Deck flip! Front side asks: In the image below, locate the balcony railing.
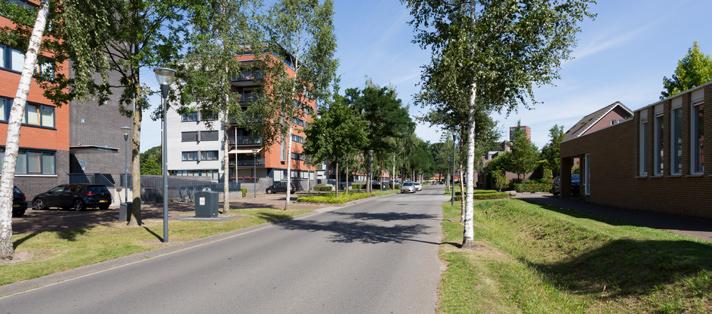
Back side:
[230,136,262,147]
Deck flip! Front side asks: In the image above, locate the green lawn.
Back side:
[297,190,398,204]
[0,209,311,285]
[439,200,712,313]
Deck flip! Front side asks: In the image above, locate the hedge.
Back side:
[514,181,551,193]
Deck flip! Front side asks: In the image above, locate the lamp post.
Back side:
[121,126,131,205]
[153,68,176,242]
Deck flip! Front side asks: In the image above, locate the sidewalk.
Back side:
[515,193,712,241]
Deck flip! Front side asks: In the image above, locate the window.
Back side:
[180,112,198,122]
[653,114,665,176]
[182,152,198,161]
[200,131,218,142]
[292,135,304,144]
[0,148,56,175]
[690,104,705,174]
[638,111,648,177]
[670,108,682,175]
[200,150,218,160]
[25,104,41,125]
[40,106,54,128]
[180,132,198,142]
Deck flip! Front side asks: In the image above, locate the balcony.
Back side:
[230,135,262,147]
[230,158,265,168]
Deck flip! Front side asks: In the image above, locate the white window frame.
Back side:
[668,98,684,176]
[638,110,650,177]
[690,101,705,175]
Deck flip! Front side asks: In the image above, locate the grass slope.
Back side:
[439,200,712,313]
[0,209,309,285]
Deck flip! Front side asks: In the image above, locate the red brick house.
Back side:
[561,82,712,217]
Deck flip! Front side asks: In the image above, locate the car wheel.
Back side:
[72,200,84,211]
[32,198,47,210]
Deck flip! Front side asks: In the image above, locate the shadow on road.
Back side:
[259,213,440,245]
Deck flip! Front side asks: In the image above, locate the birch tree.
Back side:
[266,0,338,210]
[404,0,595,248]
[0,0,49,259]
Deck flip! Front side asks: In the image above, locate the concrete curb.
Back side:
[0,194,398,300]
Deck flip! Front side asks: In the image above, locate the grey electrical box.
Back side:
[195,191,218,218]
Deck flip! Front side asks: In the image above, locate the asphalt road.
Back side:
[0,187,446,313]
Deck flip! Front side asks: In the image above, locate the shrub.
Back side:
[314,184,334,192]
[514,181,551,193]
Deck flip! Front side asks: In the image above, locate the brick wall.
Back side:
[561,84,712,217]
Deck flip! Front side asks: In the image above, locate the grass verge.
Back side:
[0,209,311,285]
[439,200,712,313]
[297,190,398,204]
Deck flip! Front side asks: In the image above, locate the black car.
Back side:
[12,186,27,217]
[265,181,297,194]
[32,184,111,210]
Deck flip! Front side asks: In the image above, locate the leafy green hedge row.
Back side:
[514,181,551,193]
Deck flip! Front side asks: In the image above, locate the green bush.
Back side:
[314,184,334,192]
[514,181,551,193]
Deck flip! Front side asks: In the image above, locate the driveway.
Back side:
[0,187,446,313]
[516,193,712,241]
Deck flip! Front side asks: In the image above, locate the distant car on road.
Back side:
[12,186,27,217]
[401,182,417,193]
[551,174,581,196]
[32,184,111,210]
[265,181,297,194]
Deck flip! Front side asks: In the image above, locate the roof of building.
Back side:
[564,101,633,142]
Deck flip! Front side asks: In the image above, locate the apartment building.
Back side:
[167,55,317,192]
[561,82,712,217]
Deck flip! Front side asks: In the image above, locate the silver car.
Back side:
[401,182,417,193]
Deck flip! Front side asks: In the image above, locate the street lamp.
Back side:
[153,68,176,242]
[121,126,131,206]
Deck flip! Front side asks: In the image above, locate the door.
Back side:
[583,154,591,196]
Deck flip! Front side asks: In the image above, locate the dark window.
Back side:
[181,132,198,142]
[182,152,198,161]
[200,131,218,142]
[180,112,198,122]
[200,150,218,160]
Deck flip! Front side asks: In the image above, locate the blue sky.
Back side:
[141,0,712,150]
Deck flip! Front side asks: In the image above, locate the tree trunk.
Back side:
[221,114,231,214]
[460,83,477,249]
[0,0,49,259]
[334,161,339,197]
[284,124,292,210]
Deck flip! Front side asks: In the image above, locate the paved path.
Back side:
[0,188,446,313]
[517,193,712,241]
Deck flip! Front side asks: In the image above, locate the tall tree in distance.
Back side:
[0,0,49,259]
[660,42,712,99]
[266,0,338,210]
[404,0,594,248]
[304,95,368,195]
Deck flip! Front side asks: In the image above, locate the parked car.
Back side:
[12,186,27,217]
[32,184,111,210]
[265,181,297,194]
[401,181,417,193]
[551,174,581,196]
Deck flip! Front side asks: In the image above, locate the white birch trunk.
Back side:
[222,111,231,214]
[0,0,49,259]
[460,83,477,248]
[284,124,292,210]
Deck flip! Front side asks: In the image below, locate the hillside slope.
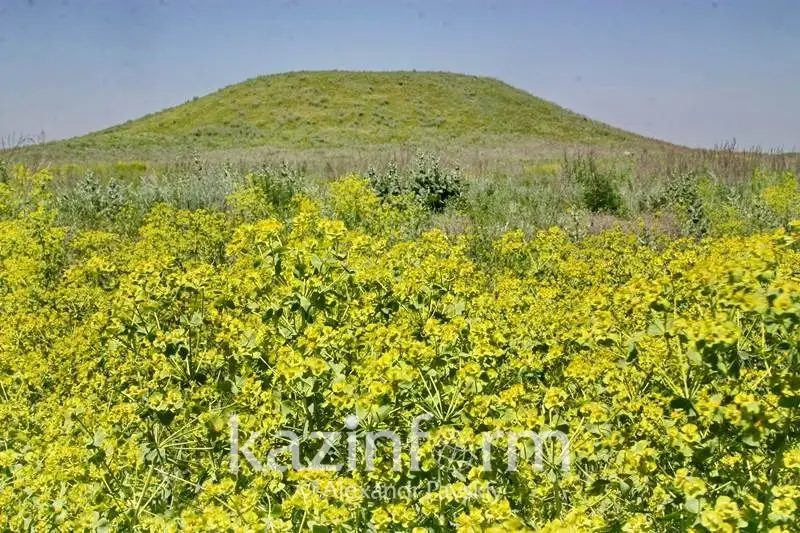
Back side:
[57,71,664,150]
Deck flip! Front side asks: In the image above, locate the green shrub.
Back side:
[367,152,467,212]
[411,152,466,211]
[248,161,303,212]
[564,154,624,215]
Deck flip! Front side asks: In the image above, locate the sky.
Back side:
[0,0,800,150]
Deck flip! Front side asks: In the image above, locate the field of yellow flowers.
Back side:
[0,169,800,533]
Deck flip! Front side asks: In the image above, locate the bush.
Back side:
[411,152,466,211]
[367,152,467,212]
[564,154,624,215]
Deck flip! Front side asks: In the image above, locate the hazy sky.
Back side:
[0,0,800,149]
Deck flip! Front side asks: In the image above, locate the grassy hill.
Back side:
[31,71,664,159]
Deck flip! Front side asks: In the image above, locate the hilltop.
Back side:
[28,71,660,159]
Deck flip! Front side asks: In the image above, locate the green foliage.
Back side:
[0,168,800,532]
[18,71,656,157]
[367,152,467,212]
[564,154,625,215]
[248,161,304,212]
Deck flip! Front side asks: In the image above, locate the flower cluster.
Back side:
[0,169,800,532]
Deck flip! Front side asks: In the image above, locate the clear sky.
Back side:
[0,0,800,149]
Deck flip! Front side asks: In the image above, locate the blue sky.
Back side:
[0,0,800,149]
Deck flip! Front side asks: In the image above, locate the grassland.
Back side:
[0,72,800,533]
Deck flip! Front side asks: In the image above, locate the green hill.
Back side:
[53,71,668,156]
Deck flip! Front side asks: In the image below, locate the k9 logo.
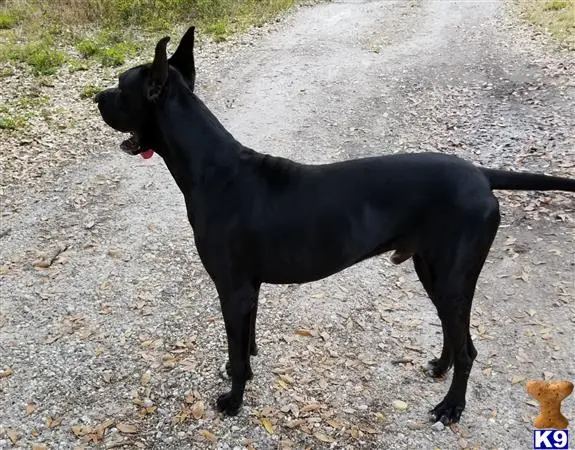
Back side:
[533,430,569,450]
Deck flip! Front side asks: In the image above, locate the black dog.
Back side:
[95,27,575,424]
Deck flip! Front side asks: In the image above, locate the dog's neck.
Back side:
[157,85,242,197]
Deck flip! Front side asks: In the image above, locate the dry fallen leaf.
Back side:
[26,402,38,415]
[6,428,20,444]
[313,433,335,444]
[140,370,152,386]
[295,329,313,337]
[0,367,13,378]
[511,375,525,384]
[46,417,62,428]
[300,403,321,413]
[72,425,94,437]
[190,401,206,420]
[198,430,216,442]
[261,418,274,434]
[116,423,138,434]
[393,400,408,411]
[172,409,190,425]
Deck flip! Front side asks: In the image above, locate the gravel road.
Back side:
[0,0,575,449]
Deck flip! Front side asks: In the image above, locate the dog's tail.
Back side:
[481,168,575,192]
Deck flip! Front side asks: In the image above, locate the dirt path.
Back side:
[0,1,575,449]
::::::::::
Rewrite all of the material above with every instance of "Front side asks" changed to "Prompt reads" and nothing else altered. Leave the pictures out of your version.

## Worked answer
Deck flip! Prompt reads: In the image below, locate the balcony railing.
Back side:
[230,136,262,147]
Deck flip! Prompt reads: In the image above, locate the green lawn.
Back side:
[297,190,398,204]
[0,209,311,285]
[439,200,712,313]
Deck flip! Prompt reads: In the image above, locate the hedge.
Back side:
[514,181,551,193]
Deck flip! Prompt reads: In the image above, locate the lamp post.
Back side:
[121,126,131,205]
[153,68,176,242]
Deck flip! Prompt reads: In the image above, locate the sidewalk.
Back side:
[515,193,712,241]
Deck flip! Prompt reads: In the image above, locate the window.
Back side:
[180,112,198,122]
[653,114,665,176]
[182,152,198,161]
[200,131,218,142]
[292,135,304,144]
[0,148,56,175]
[690,104,705,174]
[638,111,648,177]
[670,108,682,175]
[200,150,218,160]
[25,104,41,125]
[40,106,54,128]
[180,132,198,142]
Deck flip! Prompt reads: In the image above, locate the balcony.
Back side:
[230,135,262,147]
[230,158,265,168]
Deck flip! Prompt reads: In the image above, locate the white window frame.
Back side:
[668,98,684,176]
[638,110,650,177]
[690,101,705,175]
Deck flip! Prompt reads: In the image above, locate the grass slope.
Back side:
[439,200,712,313]
[0,209,309,285]
Deck flip! Prompt reads: In the image above, locate the red brick house.
Back side:
[561,82,712,217]
Deck flip! Prompt reads: In the image above, locate the car wheel.
Back side:
[72,200,84,211]
[32,198,47,210]
Deck flip! Prompt reads: In the image above, locate the shadow on road.
Back side:
[259,213,440,245]
Deck flip! Prompt reads: In the image above, locate the birch tree.
Back side:
[266,0,338,210]
[404,0,595,248]
[0,0,49,259]
Deck flip! Prompt reads: In the image above, locate the concrete curb.
Back side:
[0,194,398,300]
Deck flip! Prompt reads: In the image above, locate the grey electrical box.
Back side:
[195,191,218,218]
Deck flip! Prompt reads: In the image above, locate the asphalt road.
Back side:
[0,187,446,313]
Deck flip! Prompt reads: In the image above, locate the shrub.
Back side:
[314,184,334,192]
[514,181,551,193]
Deck flip! Prompt reads: In the image above, locate the brick wall.
Back side:
[561,84,712,217]
Deck flip! Prompt reads: In the image above, locate the grass verge.
Back side:
[0,209,311,285]
[439,200,712,313]
[297,190,398,204]
Deck flip! Prompt reads: In the image above, locate the black car.
Back side:
[12,186,27,217]
[265,181,297,194]
[32,184,111,210]
Deck flip! Prompt reads: In the image above, locate the leafy green hedge row.
Back side:
[514,181,551,193]
Deck flip! Prompt reads: In the image above, locate the green bush.
Back side:
[314,184,334,192]
[514,181,551,193]
Deck flip! Prompt reads: In the image above, locate the driveway.
Back side:
[0,187,446,313]
[516,193,712,241]
Deck flip! Prompt reads: In the image above, locate the distant car on road.
Back side:
[12,186,27,217]
[401,182,417,193]
[551,174,581,196]
[32,184,111,210]
[265,181,297,194]
Deck flip! Prompt reads: In the image above, locate the roof of building.
Back side:
[564,101,633,142]
Deck flip! Prompt reads: In the image above, locate the apartment building.
Back side:
[167,55,317,192]
[561,82,712,217]
Deck flip! Prompt reads: In the image above, locate the silver car.
Back side:
[401,182,417,193]
Deck flip! Prompt reads: In the image above, locate the street lamp.
Back side:
[153,68,176,242]
[121,126,131,206]
Deck flip! Prompt reads: In the image above, locate the door.
Back side:
[583,154,591,196]
Deck flip! Prompt reads: In the image above, locate the dark window.
Back side:
[181,132,198,142]
[182,152,198,161]
[200,131,218,142]
[180,112,198,122]
[200,150,218,160]
Deck flip! Prompt reads: In the image above, locate the blue sky.
Back side:
[141,0,712,150]
Deck flip! Prompt reads: In the image above, locate the tree trunk.
Back side:
[221,114,231,214]
[460,83,477,249]
[0,0,49,259]
[334,161,339,197]
[284,124,292,210]
Deck flip! Prompt reads: In the image above, locate the paved path.
Back side:
[0,188,446,313]
[517,193,712,241]
Deck flip! Prompt reads: In the image above, locate the tall tree in distance.
Back side:
[0,0,49,259]
[660,42,712,99]
[266,0,338,210]
[404,0,594,248]
[304,95,368,195]
Deck flip! Prompt reads: In the image above, locate the parked car.
Back side:
[12,186,27,217]
[32,184,111,210]
[265,181,297,194]
[401,181,417,193]
[551,174,581,196]
Deck flip! Prompt reads: In the image above, locate the white birch trunk.
Back side:
[222,111,231,214]
[0,0,49,259]
[460,83,477,248]
[284,124,292,210]
Deck flip! Prompt reads: In the image below, locate the hillside slope.
Back side:
[57,71,664,150]
Deck flip! Prompt reads: In the image above, locate the green shrub.
Back side:
[367,152,467,212]
[411,152,466,211]
[248,161,303,212]
[564,154,624,215]
Deck flip! Prompt reads: In the image above, locate the sky.
Back side:
[0,0,800,150]
Deck flip! Prompt reads: In the image above, locate the field of yellow flowers.
Back side:
[0,169,800,533]
Deck flip! Prompt reads: In the image above, locate the bush.
Back side:
[411,152,466,211]
[367,152,467,212]
[564,154,624,215]
Deck flip! Prompt reads: In the image above, locate the hazy sky.
Back side:
[0,0,800,149]
Deck flip! Prompt reads: In the image above, locate the grassy hill.
Back side:
[31,71,664,159]
Deck flip! Prompt reads: In the image above, locate the hilltop.
Back side:
[28,71,660,159]
Deck flip! Prompt reads: In the image above, locate the green foliage.
Back side:
[0,168,800,532]
[18,71,656,157]
[367,152,467,212]
[564,154,625,215]
[248,161,304,212]
Deck flip! Prompt reads: In the image above, locate the flower cluster.
Back side:
[0,169,800,532]
Deck flip! Prompt reads: In the image above, locate the clear sky.
Back side:
[0,0,800,149]
Deck flip! Prompt reads: In the image above, locate the blue sky.
Back side:
[0,0,800,149]
Deck flip! Prompt reads: In the image above, locate the grassland.
Back side:
[0,72,800,533]
Deck flip! Prompt reads: In the image above, locate the green hill.
Back side:
[53,71,668,156]
Deck flip! Prompt reads: In the image below, locate the k9 logo.
Back side:
[533,430,569,450]
Deck flip! Prompt reads: In the image above, locate the black dog.
Back side:
[95,27,575,424]
Deck flip! Prompt reads: In the image above, locate the dog's neck.
Back side:
[157,85,242,197]
Deck flip! Prompt reads: In the image above, locate the dry fallen leaf.
Back side:
[26,402,38,415]
[6,428,20,444]
[313,433,335,444]
[140,370,152,386]
[295,329,313,337]
[0,367,13,378]
[511,375,525,384]
[46,417,62,428]
[300,403,321,413]
[72,425,94,437]
[190,401,206,420]
[198,430,216,442]
[261,418,274,434]
[116,423,138,434]
[393,400,408,411]
[172,409,190,425]
Deck flip! Prompt reads: In the image above, locate the gravel road.
Back side:
[0,0,575,449]
Deck flip! Prompt reads: In the image above, locate the dog's tail.
Back side:
[481,168,575,192]
Deck flip! Prompt reads: In the image above, locate the dirt path.
Back side:
[0,1,575,449]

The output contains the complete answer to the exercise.